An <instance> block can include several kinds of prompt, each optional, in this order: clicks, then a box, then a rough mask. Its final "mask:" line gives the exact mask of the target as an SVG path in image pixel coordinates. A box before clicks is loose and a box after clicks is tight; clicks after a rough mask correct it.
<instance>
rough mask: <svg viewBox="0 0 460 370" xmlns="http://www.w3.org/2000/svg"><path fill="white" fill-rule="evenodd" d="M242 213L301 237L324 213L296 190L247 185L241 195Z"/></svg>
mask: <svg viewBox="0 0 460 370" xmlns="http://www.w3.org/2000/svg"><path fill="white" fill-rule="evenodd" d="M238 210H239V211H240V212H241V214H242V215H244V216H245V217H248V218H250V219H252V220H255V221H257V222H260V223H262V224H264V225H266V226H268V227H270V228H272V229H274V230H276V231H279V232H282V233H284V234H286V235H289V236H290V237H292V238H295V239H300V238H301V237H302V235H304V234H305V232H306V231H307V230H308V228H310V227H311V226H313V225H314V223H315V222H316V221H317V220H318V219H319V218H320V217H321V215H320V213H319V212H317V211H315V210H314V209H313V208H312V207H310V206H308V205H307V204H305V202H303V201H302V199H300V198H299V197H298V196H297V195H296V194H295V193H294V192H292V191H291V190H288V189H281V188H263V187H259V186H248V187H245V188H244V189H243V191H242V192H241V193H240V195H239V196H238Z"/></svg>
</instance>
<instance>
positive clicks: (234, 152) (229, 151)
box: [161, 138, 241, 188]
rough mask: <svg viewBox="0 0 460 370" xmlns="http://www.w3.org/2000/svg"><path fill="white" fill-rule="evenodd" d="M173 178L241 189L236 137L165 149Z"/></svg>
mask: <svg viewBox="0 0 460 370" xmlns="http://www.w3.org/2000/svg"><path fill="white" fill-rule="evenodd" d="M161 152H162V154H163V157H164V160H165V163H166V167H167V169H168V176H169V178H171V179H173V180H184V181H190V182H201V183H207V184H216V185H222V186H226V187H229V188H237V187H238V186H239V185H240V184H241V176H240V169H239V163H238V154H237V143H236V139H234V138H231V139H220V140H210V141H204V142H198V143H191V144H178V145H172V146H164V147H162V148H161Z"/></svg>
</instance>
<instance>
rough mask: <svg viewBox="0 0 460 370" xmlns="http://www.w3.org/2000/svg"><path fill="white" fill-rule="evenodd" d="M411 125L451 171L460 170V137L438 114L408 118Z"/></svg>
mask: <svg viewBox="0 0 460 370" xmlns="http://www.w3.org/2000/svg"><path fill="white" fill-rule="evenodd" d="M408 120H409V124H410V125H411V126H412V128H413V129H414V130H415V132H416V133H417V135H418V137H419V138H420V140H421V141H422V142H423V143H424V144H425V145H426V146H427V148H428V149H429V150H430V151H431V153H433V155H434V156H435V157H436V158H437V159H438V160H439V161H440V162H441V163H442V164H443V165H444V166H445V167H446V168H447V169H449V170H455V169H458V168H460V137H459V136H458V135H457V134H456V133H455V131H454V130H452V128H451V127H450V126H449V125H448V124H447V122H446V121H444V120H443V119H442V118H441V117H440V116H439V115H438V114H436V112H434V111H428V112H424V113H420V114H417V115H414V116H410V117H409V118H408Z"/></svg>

----

### Task statement
Can you reproduce all of the material above with every "rough mask" swapped for "coarse mask" and nothing else altered?

### Task result
An <instance> block can include several kinds of prompt, each optional, in this order: clicks, then a box, then a coarse mask. Its final "mask:" line gives the exact mask of the target as an SVG path in image pixel coordinates. A box before clicks is loose and a box after clicks is tight; clicks after a coarse mask correct it.
<instance>
coarse mask: <svg viewBox="0 0 460 370" xmlns="http://www.w3.org/2000/svg"><path fill="white" fill-rule="evenodd" d="M242 213L301 237L324 213L296 190L247 185L241 195Z"/></svg>
mask: <svg viewBox="0 0 460 370" xmlns="http://www.w3.org/2000/svg"><path fill="white" fill-rule="evenodd" d="M238 210H239V211H240V212H241V214H242V215H244V216H245V217H248V218H250V219H252V220H255V221H257V222H260V223H262V224H264V225H266V226H268V227H270V228H272V229H274V230H276V231H279V232H282V233H284V234H286V235H289V236H290V237H292V238H295V239H300V238H301V237H302V235H304V234H305V232H306V231H307V230H308V228H310V227H311V226H313V225H314V223H315V222H316V221H317V220H318V219H319V218H320V217H321V215H320V213H319V212H317V211H315V210H314V209H313V208H312V207H310V206H308V205H307V204H305V202H303V201H302V199H300V198H299V197H298V196H297V195H296V194H295V193H294V192H292V191H291V190H288V189H281V188H263V187H259V186H248V187H245V188H244V189H243V191H242V192H241V193H240V195H239V196H238Z"/></svg>
</instance>
<instance>
positive clicks: (234, 152) (229, 151)
box: [161, 138, 241, 188]
coarse mask: <svg viewBox="0 0 460 370" xmlns="http://www.w3.org/2000/svg"><path fill="white" fill-rule="evenodd" d="M173 178L241 189L236 137L165 149Z"/></svg>
mask: <svg viewBox="0 0 460 370" xmlns="http://www.w3.org/2000/svg"><path fill="white" fill-rule="evenodd" d="M161 152H162V154H163V157H164V160H165V163H166V167H167V169H168V176H169V178H171V179H173V180H184V181H190V182H201V183H207V184H216V185H222V186H226V187H229V188H237V187H238V186H239V185H240V184H241V176H240V169H239V163H238V154H237V143H236V139H234V138H231V139H220V140H210V141H204V142H198V143H191V144H178V145H172V146H164V147H162V148H161Z"/></svg>
</instance>
<instance>
coarse mask: <svg viewBox="0 0 460 370" xmlns="http://www.w3.org/2000/svg"><path fill="white" fill-rule="evenodd" d="M411 125L451 171L460 170V137L438 114L408 118Z"/></svg>
mask: <svg viewBox="0 0 460 370" xmlns="http://www.w3.org/2000/svg"><path fill="white" fill-rule="evenodd" d="M408 120H409V124H410V125H411V126H412V128H413V129H414V130H415V132H416V133H417V135H418V137H419V138H420V140H421V141H422V142H423V143H424V144H425V145H426V146H427V148H428V149H429V150H430V151H431V153H433V155H434V156H435V157H436V158H437V159H438V160H439V161H440V162H441V163H442V164H443V165H444V166H445V167H446V168H447V169H449V170H455V169H458V168H460V137H459V136H458V135H457V134H456V133H455V131H454V130H452V128H451V127H450V126H449V125H448V124H447V122H446V121H444V120H443V119H442V118H441V117H440V116H439V115H438V114H436V112H434V111H428V112H424V113H420V114H417V115H414V116H410V117H409V118H408Z"/></svg>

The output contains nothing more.